## Written instruction
Can you quote the entries word for word, starting at the line that contains "Look at the photograph above. For each instance of the wet" and stopping after the line that contains "x=74, y=222"?
|---|
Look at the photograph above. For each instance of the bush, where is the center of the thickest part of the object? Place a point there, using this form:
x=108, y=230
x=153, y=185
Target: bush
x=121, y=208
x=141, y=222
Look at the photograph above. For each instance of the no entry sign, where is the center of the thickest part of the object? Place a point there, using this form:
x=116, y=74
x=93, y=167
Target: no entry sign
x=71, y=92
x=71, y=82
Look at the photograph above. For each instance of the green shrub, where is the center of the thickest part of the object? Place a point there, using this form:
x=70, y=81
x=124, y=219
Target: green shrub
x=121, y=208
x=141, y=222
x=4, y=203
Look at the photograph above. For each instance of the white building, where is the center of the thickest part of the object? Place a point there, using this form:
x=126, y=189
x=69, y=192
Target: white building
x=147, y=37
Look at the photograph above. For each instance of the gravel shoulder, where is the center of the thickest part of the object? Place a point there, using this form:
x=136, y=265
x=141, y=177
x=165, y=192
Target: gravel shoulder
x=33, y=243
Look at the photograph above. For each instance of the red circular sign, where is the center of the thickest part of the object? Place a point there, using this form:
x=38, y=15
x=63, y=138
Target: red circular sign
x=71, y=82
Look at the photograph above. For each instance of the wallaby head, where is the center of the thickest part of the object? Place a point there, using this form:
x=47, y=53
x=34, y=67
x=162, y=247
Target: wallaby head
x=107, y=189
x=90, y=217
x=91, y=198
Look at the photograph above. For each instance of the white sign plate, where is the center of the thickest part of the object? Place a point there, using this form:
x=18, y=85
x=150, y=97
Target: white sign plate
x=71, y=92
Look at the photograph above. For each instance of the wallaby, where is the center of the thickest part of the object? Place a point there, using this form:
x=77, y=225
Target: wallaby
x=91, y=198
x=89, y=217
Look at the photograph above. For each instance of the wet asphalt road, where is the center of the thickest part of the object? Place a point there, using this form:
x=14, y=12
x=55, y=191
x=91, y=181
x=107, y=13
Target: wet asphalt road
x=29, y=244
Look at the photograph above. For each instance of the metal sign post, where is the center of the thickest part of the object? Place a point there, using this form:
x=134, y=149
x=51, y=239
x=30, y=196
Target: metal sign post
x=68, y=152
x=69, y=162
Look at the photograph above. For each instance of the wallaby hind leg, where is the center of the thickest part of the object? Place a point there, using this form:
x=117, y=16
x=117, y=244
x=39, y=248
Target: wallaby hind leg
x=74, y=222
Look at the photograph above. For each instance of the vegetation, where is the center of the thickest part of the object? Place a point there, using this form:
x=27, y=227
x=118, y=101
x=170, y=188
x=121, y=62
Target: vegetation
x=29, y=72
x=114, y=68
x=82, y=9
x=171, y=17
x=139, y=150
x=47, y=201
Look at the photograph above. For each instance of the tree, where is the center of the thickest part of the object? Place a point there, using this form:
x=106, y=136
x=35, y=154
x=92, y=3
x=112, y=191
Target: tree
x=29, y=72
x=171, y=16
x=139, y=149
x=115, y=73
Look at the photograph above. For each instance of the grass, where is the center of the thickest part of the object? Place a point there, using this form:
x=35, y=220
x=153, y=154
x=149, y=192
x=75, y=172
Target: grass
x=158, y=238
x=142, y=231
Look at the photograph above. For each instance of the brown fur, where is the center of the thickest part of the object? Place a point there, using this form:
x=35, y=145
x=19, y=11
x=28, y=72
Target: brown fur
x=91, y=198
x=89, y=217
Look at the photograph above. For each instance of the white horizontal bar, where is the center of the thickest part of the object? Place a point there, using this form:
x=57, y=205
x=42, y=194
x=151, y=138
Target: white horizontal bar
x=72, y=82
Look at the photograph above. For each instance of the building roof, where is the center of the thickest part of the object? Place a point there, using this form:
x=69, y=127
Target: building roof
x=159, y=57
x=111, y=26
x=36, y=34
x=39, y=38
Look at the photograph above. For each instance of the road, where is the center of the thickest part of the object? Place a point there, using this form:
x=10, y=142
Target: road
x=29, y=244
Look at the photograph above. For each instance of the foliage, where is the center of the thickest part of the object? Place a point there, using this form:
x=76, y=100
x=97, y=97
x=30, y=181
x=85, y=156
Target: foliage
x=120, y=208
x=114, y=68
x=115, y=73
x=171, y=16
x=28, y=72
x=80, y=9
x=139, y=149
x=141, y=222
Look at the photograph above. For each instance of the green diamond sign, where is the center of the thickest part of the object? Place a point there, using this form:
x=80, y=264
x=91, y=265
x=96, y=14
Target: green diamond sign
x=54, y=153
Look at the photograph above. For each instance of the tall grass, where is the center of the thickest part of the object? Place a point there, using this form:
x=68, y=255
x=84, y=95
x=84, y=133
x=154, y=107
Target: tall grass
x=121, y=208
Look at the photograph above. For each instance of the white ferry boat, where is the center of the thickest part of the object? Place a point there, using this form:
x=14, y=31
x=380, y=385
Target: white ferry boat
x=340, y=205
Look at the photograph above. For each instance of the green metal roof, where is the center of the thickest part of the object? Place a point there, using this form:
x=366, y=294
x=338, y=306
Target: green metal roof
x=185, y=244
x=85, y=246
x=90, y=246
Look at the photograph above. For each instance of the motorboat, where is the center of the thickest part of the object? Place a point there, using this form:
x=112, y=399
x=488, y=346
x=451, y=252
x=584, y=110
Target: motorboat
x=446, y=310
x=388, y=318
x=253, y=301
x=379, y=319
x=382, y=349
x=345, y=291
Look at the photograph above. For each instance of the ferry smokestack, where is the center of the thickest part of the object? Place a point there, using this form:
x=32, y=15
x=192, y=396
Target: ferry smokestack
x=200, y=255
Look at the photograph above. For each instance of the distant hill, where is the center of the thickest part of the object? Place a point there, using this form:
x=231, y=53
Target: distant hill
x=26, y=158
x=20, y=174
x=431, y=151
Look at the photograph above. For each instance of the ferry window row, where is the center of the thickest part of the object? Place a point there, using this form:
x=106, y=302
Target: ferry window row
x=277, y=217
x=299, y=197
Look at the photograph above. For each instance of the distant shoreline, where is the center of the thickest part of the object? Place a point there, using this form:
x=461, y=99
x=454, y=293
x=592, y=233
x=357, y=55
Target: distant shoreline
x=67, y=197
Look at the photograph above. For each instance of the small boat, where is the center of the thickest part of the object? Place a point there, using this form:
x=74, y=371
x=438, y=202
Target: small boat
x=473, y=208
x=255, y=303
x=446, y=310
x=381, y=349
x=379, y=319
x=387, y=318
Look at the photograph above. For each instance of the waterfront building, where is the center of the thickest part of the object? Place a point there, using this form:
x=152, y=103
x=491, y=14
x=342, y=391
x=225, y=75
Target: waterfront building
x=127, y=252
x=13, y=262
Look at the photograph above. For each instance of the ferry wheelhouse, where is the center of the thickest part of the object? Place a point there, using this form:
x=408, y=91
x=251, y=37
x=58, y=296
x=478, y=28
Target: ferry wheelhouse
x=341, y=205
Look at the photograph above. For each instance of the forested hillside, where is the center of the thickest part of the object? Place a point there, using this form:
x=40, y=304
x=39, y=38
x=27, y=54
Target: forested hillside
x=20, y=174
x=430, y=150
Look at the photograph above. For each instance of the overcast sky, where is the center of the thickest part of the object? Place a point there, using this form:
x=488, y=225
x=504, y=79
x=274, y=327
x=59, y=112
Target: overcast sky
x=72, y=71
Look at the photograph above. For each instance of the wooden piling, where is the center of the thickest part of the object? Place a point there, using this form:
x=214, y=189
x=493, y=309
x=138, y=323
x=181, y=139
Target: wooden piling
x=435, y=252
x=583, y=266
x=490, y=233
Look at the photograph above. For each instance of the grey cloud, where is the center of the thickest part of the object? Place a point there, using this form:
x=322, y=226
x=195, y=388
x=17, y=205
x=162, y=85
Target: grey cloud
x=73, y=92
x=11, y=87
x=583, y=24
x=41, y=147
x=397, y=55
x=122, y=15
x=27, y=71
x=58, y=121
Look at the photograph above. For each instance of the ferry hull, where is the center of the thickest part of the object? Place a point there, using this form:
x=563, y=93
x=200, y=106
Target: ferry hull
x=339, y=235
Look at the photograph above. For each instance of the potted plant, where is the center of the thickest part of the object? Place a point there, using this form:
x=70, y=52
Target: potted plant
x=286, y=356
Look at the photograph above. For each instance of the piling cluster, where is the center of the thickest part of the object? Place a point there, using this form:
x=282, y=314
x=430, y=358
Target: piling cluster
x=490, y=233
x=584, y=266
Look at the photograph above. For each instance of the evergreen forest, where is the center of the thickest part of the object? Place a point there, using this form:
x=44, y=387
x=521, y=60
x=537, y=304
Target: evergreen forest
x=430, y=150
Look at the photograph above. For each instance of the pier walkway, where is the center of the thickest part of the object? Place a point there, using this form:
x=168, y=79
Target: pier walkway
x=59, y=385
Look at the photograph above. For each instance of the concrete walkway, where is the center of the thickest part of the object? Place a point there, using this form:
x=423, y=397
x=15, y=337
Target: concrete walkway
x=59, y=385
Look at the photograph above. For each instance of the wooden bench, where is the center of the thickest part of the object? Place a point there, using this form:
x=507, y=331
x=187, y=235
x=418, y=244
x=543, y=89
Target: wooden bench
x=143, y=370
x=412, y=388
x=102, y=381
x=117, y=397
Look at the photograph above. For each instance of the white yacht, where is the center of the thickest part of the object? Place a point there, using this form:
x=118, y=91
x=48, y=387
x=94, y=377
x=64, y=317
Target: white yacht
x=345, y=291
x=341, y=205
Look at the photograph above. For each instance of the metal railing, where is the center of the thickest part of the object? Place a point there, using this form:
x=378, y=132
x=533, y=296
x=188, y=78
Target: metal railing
|---|
## Full answer
Look at the photograph above. For each instance of the wet asphalt road, where is the center of the thickest part of the object? Place a point there, using this form:
x=14, y=12
x=55, y=191
x=91, y=181
x=107, y=13
Target: wet asphalt road
x=29, y=244
Look at the photograph above. For each instance of the metal sign post, where is the center of the thickest part of the object? Place a point there, using this form:
x=134, y=149
x=51, y=239
x=30, y=196
Target: metal sign post
x=68, y=152
x=69, y=162
Look at the photograph above. For each instance of the wallaby hind leg, where is the center of the thickest part of the object? Place a point there, using this form:
x=117, y=16
x=117, y=244
x=39, y=248
Target: wallaby hind leg
x=74, y=222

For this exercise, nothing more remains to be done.